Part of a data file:

□ □ □

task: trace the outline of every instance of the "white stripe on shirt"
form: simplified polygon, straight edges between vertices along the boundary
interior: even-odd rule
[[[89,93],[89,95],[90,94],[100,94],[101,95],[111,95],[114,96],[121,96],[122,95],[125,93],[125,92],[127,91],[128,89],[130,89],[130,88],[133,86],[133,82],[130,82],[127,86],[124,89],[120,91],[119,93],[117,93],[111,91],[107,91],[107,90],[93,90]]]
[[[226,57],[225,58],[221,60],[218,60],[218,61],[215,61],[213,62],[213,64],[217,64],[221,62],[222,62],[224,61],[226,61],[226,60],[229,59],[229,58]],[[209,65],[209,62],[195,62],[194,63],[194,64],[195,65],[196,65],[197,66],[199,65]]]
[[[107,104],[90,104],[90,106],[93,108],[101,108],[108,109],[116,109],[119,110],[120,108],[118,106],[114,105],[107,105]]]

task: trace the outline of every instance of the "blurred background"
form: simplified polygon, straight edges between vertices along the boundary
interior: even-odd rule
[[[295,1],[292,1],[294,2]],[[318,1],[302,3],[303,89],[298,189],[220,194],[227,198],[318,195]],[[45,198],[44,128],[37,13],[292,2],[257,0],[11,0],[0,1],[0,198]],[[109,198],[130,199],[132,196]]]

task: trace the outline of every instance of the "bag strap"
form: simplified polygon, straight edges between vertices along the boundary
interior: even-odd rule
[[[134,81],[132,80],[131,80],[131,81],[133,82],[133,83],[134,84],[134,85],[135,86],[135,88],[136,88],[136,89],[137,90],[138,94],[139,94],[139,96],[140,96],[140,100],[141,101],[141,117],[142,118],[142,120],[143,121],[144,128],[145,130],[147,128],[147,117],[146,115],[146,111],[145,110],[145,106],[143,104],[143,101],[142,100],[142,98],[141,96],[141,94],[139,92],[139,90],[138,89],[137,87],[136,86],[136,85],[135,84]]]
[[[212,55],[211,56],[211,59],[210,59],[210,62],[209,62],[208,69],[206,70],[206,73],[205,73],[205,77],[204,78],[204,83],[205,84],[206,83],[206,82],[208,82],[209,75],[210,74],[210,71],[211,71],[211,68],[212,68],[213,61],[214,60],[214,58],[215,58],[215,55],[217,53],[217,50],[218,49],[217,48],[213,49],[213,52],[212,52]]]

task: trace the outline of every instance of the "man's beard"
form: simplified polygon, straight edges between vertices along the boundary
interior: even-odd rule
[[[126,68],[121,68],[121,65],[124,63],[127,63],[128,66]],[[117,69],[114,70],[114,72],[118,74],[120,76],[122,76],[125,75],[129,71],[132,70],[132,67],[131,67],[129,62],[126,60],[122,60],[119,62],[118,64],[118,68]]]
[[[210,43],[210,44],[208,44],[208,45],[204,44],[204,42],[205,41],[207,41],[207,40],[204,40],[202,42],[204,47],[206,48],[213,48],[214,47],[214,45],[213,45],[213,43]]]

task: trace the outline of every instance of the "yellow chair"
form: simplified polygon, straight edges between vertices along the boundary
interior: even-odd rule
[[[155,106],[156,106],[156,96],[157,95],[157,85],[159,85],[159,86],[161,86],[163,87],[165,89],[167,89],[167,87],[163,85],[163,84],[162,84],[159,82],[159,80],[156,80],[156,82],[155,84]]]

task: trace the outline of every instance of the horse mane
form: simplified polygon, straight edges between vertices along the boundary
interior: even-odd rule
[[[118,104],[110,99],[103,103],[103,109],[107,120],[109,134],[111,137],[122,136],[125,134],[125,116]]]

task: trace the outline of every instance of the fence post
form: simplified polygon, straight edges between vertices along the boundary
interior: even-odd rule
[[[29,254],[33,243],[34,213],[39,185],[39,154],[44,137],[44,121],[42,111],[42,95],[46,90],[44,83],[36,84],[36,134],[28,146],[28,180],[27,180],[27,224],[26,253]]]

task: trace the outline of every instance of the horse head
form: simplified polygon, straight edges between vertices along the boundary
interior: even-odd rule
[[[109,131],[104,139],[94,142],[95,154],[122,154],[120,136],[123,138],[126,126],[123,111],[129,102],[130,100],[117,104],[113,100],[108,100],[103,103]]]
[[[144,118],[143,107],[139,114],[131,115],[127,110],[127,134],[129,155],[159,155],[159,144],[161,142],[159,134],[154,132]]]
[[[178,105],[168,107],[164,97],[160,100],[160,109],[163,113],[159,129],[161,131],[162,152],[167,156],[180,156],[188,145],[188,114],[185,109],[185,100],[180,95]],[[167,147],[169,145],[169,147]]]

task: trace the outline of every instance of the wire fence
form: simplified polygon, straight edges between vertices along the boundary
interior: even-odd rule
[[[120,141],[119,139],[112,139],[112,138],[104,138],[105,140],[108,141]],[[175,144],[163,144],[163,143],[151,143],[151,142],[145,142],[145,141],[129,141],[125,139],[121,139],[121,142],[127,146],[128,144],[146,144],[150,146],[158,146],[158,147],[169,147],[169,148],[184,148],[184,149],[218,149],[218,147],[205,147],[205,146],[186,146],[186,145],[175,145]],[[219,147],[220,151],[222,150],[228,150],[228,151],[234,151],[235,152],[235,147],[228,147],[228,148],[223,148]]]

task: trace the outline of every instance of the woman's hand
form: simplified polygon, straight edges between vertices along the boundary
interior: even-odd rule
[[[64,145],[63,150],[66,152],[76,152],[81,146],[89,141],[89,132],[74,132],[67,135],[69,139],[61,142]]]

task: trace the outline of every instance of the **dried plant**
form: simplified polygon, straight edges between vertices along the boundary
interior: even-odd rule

□ □ □

Copy out, unchanged, the lines of the records from the line that contains "task: trace the outline of every instance of the **dried" through the end of the records.

task: trace the outline of every instance of the **dried plant**
form: simplified polygon, straight edges between vertices along the boundary
interior: even-odd rule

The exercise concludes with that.